(TASK INSTRUCTIONS):
Exactly reproduce the line containing "[find] the car tire" together with every line after it, through the end of the entries, and give nothing more.

(PROVIDED RECORDS):
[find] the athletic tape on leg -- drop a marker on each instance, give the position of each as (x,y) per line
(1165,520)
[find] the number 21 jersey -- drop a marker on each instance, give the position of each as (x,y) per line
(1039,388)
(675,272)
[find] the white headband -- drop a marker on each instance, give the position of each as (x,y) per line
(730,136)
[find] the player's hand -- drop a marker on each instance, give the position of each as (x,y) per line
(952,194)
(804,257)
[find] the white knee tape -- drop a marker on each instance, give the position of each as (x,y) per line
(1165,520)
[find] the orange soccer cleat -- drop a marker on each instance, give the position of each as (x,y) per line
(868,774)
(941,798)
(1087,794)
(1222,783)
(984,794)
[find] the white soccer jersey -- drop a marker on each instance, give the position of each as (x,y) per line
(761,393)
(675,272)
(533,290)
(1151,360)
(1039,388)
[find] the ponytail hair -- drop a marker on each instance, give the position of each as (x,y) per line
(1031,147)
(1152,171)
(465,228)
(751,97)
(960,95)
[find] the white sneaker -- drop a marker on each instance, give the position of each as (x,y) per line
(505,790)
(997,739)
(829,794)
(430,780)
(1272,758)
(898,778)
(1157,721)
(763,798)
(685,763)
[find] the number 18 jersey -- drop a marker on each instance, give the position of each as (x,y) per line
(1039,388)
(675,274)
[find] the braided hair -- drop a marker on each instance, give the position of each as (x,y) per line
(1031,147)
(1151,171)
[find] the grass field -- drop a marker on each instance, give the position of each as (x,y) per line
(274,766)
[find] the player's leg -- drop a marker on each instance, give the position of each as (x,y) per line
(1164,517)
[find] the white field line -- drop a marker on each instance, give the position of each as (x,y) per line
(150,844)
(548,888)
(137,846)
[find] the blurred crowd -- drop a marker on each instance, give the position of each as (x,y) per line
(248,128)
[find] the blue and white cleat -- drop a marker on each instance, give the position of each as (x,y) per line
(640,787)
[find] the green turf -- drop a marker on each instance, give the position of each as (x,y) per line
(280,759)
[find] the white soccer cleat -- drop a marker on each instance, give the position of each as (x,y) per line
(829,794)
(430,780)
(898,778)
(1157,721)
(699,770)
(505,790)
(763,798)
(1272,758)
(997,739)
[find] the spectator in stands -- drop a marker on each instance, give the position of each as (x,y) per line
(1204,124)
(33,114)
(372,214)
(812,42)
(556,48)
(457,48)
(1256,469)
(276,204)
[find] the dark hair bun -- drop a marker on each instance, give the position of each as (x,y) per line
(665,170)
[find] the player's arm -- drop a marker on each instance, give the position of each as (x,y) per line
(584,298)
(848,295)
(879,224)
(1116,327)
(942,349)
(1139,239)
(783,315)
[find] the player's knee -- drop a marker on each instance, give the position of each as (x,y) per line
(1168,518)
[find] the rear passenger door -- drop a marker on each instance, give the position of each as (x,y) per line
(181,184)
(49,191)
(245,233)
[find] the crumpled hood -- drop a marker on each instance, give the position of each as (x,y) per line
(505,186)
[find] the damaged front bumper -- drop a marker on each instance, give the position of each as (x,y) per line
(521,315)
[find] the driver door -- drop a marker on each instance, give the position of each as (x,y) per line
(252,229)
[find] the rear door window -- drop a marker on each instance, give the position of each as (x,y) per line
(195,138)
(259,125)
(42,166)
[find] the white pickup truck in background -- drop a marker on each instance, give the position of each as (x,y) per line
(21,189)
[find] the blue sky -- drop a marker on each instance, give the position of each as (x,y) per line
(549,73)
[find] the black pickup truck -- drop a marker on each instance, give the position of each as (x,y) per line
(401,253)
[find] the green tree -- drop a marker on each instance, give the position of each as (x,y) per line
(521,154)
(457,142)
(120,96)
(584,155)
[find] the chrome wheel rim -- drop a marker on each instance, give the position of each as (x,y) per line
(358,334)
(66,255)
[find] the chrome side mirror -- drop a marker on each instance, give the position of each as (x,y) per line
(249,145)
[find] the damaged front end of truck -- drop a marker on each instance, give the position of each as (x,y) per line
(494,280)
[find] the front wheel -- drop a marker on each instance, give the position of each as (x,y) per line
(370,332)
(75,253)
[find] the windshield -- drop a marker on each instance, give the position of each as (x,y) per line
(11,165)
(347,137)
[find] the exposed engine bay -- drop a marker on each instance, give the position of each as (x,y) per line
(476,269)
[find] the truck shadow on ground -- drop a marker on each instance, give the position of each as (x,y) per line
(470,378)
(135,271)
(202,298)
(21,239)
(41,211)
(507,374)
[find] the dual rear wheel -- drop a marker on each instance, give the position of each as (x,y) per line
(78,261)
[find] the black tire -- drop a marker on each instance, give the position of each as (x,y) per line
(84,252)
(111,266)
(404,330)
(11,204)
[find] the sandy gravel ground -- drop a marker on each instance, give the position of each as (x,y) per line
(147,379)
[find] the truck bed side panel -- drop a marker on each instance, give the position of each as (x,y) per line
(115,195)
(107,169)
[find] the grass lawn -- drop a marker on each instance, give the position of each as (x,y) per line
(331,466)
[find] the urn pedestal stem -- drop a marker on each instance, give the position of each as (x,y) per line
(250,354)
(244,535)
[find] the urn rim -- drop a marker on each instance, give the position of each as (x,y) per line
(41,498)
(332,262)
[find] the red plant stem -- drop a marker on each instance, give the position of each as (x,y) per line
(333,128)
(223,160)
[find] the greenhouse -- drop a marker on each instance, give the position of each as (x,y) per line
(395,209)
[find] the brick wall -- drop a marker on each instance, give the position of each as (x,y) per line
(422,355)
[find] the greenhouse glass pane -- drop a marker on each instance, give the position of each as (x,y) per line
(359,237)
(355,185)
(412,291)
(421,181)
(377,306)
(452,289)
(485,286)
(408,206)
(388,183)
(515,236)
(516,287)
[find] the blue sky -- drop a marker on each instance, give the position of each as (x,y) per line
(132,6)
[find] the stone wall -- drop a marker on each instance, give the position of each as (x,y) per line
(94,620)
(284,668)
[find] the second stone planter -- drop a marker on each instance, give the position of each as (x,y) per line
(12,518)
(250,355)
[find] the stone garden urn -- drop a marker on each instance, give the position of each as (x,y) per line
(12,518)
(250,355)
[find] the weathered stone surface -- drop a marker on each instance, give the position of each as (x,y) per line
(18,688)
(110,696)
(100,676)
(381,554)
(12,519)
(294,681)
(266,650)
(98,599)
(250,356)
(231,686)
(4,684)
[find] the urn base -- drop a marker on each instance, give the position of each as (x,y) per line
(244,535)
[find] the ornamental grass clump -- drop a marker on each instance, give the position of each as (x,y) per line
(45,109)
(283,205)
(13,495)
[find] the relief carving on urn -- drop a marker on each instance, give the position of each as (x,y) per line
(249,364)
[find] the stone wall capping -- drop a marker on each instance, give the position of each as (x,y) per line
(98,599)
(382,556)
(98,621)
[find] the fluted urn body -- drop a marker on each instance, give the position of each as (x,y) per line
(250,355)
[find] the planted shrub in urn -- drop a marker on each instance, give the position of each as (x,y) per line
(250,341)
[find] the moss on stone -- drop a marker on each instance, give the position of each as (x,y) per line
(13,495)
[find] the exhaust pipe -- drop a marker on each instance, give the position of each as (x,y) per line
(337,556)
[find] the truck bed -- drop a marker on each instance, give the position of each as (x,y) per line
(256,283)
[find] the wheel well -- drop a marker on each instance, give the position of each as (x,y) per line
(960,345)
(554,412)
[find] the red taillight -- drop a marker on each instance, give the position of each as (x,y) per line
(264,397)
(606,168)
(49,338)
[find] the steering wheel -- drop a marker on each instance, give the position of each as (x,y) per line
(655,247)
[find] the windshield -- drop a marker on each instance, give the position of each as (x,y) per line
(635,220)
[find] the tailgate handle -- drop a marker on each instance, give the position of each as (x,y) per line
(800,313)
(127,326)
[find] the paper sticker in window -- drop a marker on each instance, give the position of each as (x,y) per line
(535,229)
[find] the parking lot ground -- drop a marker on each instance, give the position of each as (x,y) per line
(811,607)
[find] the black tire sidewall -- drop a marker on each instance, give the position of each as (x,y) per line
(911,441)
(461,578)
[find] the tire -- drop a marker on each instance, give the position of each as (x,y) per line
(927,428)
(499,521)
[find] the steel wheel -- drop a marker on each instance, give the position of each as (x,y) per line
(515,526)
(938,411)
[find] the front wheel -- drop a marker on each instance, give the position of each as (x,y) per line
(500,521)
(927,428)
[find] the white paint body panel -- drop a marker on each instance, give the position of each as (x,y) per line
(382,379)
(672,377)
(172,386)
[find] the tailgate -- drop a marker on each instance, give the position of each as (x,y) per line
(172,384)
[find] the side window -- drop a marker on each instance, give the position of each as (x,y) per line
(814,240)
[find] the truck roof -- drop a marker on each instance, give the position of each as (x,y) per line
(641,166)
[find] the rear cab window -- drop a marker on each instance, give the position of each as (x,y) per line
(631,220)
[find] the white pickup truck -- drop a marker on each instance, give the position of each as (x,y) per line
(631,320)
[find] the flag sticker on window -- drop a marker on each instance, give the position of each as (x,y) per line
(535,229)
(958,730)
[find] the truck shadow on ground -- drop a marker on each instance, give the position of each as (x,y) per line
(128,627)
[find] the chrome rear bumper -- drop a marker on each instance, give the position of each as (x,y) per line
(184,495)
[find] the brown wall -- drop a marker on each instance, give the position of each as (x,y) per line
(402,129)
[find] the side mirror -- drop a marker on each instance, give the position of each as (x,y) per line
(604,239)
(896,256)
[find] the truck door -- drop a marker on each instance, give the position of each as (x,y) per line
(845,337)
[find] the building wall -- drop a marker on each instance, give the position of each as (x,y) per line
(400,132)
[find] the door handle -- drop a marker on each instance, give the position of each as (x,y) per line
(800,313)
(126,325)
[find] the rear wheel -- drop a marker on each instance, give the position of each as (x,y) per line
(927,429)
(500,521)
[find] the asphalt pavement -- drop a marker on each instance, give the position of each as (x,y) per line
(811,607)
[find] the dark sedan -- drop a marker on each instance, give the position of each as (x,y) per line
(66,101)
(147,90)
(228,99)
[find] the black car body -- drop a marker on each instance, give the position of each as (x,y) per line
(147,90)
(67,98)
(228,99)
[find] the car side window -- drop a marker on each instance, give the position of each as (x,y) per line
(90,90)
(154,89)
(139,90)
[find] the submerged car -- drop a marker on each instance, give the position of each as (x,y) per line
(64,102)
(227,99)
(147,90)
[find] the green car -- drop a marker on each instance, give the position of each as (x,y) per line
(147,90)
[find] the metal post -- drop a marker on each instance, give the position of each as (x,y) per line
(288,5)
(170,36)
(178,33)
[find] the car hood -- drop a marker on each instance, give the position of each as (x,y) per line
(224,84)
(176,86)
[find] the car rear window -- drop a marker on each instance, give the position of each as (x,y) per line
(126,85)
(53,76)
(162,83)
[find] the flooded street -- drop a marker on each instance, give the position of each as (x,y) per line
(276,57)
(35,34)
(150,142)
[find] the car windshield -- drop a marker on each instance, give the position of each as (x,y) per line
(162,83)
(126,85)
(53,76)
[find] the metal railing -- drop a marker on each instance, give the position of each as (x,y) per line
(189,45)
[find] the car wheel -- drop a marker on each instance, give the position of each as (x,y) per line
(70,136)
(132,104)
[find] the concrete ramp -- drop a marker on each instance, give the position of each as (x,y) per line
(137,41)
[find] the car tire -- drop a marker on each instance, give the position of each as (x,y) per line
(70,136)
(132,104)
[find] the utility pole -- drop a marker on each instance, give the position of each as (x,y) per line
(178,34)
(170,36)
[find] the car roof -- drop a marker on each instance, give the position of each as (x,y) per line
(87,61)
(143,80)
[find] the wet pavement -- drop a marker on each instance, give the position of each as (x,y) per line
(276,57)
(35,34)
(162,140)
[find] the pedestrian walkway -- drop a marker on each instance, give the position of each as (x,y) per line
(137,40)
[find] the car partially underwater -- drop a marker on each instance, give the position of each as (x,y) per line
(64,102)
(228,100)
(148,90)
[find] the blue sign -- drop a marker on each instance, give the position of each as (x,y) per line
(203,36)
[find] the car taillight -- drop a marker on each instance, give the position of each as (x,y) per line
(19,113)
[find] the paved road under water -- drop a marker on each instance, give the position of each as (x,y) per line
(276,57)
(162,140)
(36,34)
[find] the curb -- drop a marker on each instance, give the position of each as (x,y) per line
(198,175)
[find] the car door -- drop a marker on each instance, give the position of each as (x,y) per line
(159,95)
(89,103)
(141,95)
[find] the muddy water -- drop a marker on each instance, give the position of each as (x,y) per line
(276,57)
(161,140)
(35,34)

(SOLUTION TO THIS TASK):
[find] the car tire -- drop a marker on each instance, give the position of each as (x,y) per line
(70,136)
(132,104)
[find] the utility pole -- drop a marker on each instance, give the position of each as (x,y) per line
(178,34)
(170,36)
[find] the car roof -- drop a marker on each instance, give the position of each as (x,y) per line
(87,61)
(143,80)
[find] the wet pavement -- drop a marker on each instance, give the position of each as (x,y) per line
(276,57)
(35,34)
(162,140)
[find] the pedestrian walkway -- drop a marker on each instance, give the position of each as (x,y) per line
(137,40)
[find] the car partially underwater -- drop a marker on each instance, give the position of each as (x,y) per line
(64,102)
(228,100)
(148,90)
[find] the blue sign -- drop a marker on each instance, give the position of each as (x,y) per line
(203,36)
[find] the car taillight -- drop a marker on each instance, give the position of each as (x,y) per line
(19,113)
[find] the paved road under water -- drop a marker on each instance, give the position of each as (x,y) per line
(276,57)
(162,140)
(36,34)
[find] the curb -- drop a marker on each instance, give the position of each as (x,y) per line
(198,175)
[find] the car door -- drop a marker on each instance, give the position of each as (x,y) per line
(159,95)
(89,103)
(141,95)
[find] the muddy water -- drop a marker on each instance, give the position of each as (x,y) per line
(276,57)
(161,140)
(35,34)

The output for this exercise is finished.